— START OF The data —
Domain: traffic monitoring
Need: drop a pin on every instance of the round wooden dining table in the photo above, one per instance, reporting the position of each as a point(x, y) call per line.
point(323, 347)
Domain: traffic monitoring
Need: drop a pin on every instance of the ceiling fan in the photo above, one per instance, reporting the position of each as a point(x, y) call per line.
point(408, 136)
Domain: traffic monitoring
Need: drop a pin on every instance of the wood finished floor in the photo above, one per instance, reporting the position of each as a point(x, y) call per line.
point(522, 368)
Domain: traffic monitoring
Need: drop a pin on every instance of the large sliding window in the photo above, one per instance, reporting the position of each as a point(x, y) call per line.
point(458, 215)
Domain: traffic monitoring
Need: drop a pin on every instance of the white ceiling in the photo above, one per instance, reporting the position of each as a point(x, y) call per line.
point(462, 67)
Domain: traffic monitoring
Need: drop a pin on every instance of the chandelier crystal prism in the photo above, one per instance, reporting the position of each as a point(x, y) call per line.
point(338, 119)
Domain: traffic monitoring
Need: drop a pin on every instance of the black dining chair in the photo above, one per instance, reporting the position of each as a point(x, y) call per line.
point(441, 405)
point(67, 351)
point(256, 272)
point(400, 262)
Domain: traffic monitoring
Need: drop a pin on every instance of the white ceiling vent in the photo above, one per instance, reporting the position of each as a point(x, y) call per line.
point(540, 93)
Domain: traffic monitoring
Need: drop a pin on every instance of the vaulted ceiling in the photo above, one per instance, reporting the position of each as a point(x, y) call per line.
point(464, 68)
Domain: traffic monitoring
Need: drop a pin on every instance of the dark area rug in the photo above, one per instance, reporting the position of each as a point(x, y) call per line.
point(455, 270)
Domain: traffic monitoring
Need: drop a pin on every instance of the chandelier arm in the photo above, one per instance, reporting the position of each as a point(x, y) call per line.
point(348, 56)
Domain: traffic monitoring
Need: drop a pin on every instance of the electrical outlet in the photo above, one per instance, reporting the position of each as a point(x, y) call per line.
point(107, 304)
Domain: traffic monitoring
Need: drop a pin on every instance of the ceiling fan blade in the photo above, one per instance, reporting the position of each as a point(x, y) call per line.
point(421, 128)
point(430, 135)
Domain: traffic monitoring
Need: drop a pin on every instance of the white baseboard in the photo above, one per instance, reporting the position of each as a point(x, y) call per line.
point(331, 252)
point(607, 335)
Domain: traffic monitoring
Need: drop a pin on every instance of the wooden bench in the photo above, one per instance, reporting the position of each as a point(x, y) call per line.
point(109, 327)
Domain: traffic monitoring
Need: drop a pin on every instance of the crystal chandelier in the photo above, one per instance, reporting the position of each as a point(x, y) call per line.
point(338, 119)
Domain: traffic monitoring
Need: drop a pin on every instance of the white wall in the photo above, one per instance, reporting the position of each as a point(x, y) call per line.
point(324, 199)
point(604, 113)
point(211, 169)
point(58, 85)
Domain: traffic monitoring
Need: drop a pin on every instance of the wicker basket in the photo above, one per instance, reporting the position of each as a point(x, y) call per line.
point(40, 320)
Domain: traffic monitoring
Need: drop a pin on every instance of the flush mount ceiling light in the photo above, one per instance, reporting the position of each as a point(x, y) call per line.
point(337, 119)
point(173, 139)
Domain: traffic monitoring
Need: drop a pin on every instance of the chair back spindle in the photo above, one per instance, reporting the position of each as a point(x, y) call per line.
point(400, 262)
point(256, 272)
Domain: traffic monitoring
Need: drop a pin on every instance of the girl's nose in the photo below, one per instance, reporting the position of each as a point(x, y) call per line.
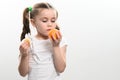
— END OF The data —
▶ _What is being asked_: Reproduce the listing above with every "drop a pin" switched to "place a marker" and everything else unchanged. Leave the pictures out.

▶ _Solution to this exercise_:
Domain: traffic monitoring
Need: place a marker on every instance of the round wooden dining table in the photo above, one per instance, reporting the position of each as a point(x, y) call per line.
point(323, 347)
Domain: traffic monitoring
Need: place a marker on every instance of the ceiling fan in the photo above, one per instance, reporting the position of each as a point(x, y) call per line.
point(408, 136)
Domain: traffic monitoring
Need: place a marker on every instance of the wood finished floor in the photo above, one per instance, reporting the position of each as a point(x, y) call per line.
point(522, 368)
Domain: traffic monitoring
Need: place a marker on every instance of the large sliding window in the photo above, one per instance, reporting the position of each as a point(x, y) call per line.
point(458, 215)
Domain: traffic monitoring
Need: place a marker on every instance of the white ceiling in the photo above, one per instance, reporting the position of each as a point(x, y) call per line.
point(462, 67)
Domain: traffic monitoring
Need: place a marker on every instance of the chandelier crystal prism in the photo above, one per instance, reporting the position of each as a point(x, y) call per line.
point(338, 119)
Domain: traffic monitoring
Need: place a marker on every instance of the black dining chair in the photo above, one per instance, reporting the position of each as a point(x, y) call per line.
point(441, 405)
point(67, 351)
point(256, 272)
point(400, 262)
Domain: traffic monitoring
Need: place a marker on every instance of the white ceiling vent in the photo above, one per instance, reporting the position of each as a point(x, y) call per line.
point(540, 93)
Domain: traffic monitoring
Need: place a marker on every instance of the vaulted ceiling in the photo above, one per instance, reporting the position of each as a point(x, y) call per line.
point(464, 68)
Domain: traffic monitoring
Need: place a marker on every instance of the dark area rug in the photo above, one per instance, reporting the position of each as a point(x, y) call per line.
point(455, 270)
Domain: traffic monitoring
Need: place a marker on every instance of the chandelier arm in the photo above, one per instance, reporting the position of each as a point(x, y) call per line.
point(348, 56)
Domain: traffic monitoring
Need: place a marker on every instance of the electrical outlet in the photo above, one per instance, reporting the position of each as a point(x, y) call per line.
point(107, 304)
Domain: traffic monitoring
Need: place a marker on every instance of the ceiling fan blade in the photo above, one per instance, reporting the position of each as a point(x, y) call per line.
point(421, 128)
point(430, 135)
Domain: traffic monitoring
Need: place a marker on every instance of the white baseboard in the photo above, one per instance, reporting the position of each as a point(x, y) call per line.
point(331, 252)
point(607, 335)
Domain: traffic monitoring
Need: place a marker on every instance of the wooden bench in the photo above, one per instance, reporting the position of each as a point(x, y) call per line.
point(109, 327)
Domain: traffic monitoring
Need: place a marker on every instance of the crystal chandelier in the photo above, one per instance, reporting the position of each as a point(x, y) call per line.
point(338, 119)
Domain: traffic monitoring
Need: place a marker on every instance of the white wall in the photo above, one per instance, reporting the position of each as a point(x, y) call per line.
point(324, 199)
point(604, 113)
point(211, 169)
point(58, 85)
Domain: traffic monitoring
Need: place a marker on every instance of the wicker basket in the photo above, one per instance, reporting the position of each as a point(x, y) call per line.
point(40, 320)
Domain: traffic monitoring
Need: place a marker on every instance of the flush mount ceiling light in the photo above, one per instance, reporting the position of each as a point(x, y) call per line.
point(337, 119)
point(173, 139)
Domain: traffic monitoring
Need: place a marker on every instance of the chair back spindle in the photo above, one per instance, reporting the position of each as a point(x, y) call per line.
point(400, 262)
point(256, 272)
Domain: traffic monitoring
Need: place a marker on every instance of the girl's nose in the photo below, one per instance, reporting the position of each as a point(x, y) call per line.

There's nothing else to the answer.